◆ Required actions
1 > In the interview about the InSet™ Glenoid, why did Shoulder Innovations want orthopedic surgeons at the forefront of developing its portfolio? Answer in one to three sentences.
2 > Answer these questions from the interview about the InSet™ Glenoid:
(a) What was one of the early findings with prosthetic implants?
(b) What do most surgeons want to see before accepting new technology?
(c) For what kind of patient has the InSet™ Glenoid been used primarily?
3 > The interview about the InSet™ Glenoid says the device answers how to achieve certain aims. List all of those aims.

◆ Passage for review
↓
David Blue: What was your first impression when you saw the InSet™ Glenoid?
Dr. Nathani: My initial impression was they solved a real problem, solved it simply, and had the data to back it up.
One of the early findings with our prosthetic implants was glenoid loosening. Even though this was somewhat uncommon, Shoulder Innovations and Genesis saw that was a problem and set out to find a solution.
Most surgeons are a bit cautious of new technology, and they want to see data and a proven track record. With the InSet™ Glenoid, it intuitively made a lot of sense to me from the beginning.
It was clear to me that this was an answer to how we can shield the glenoid from the forces that are causing early loosening, improve the outcomes for patients, and increase the longevity of the implants. Oftentimes, the best solutions are the simplest ones.
Shoulder Innovations has a commitment to collecting data, both in the and also clinically. The data has been a great confidence booster because we now have evidence that we’re on the right track to solving that problem.
But Shoulder Innovations didn’t stop there. They said, “We’ve made the glenoid better, but how can we make the humeral side better? How can we create an entire portfolio to address all shoulder solutions? Let’s make it surgeon driven. Let’s put our orthopedic surgeons at the forefront because they’re the ones who know what is necessary and useful.”
David Blue: What has been your personal experience in using the InSet™ Glenoid?
Dr. Nathani: My experience has been very positive. We’ve used it primarily for the standard shoulder arthritis patient who has failed non-operative treatment for many years and has a poor quality of life due to pain, difficulty with simple activities, and would love to resume an active, healthy lifestyle.
↑
◆ Data supplied
↓
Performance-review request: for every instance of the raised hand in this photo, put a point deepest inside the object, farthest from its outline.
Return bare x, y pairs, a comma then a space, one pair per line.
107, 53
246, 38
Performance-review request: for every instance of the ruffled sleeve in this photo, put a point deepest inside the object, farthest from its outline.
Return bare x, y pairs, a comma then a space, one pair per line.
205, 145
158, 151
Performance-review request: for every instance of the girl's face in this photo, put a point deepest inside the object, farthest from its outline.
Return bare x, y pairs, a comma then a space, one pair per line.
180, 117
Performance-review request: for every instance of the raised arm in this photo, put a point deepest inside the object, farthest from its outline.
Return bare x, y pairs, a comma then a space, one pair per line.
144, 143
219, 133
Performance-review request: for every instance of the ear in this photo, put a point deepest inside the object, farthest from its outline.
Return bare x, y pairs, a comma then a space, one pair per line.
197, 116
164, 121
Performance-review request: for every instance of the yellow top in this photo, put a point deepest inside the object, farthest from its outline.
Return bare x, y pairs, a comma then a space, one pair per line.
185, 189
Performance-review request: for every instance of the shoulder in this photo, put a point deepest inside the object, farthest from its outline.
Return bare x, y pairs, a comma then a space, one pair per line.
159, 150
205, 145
↑
◆ Answers to the problems
1 > Shoulder Innovations wanted its orthopedic surgeons at the forefront because they are the ones who know what is necessary and useful.

2 >
(a) Glenoid loosening.
(b) Data and a proven track record.
(c) The standard shoulder arthritis patient who has failed non-operative treatment for many years.

3 >
- Shield the glenoid from the forces that are causing early loosening
- Improve the outcomes for patients
- Increase the longevity of the implants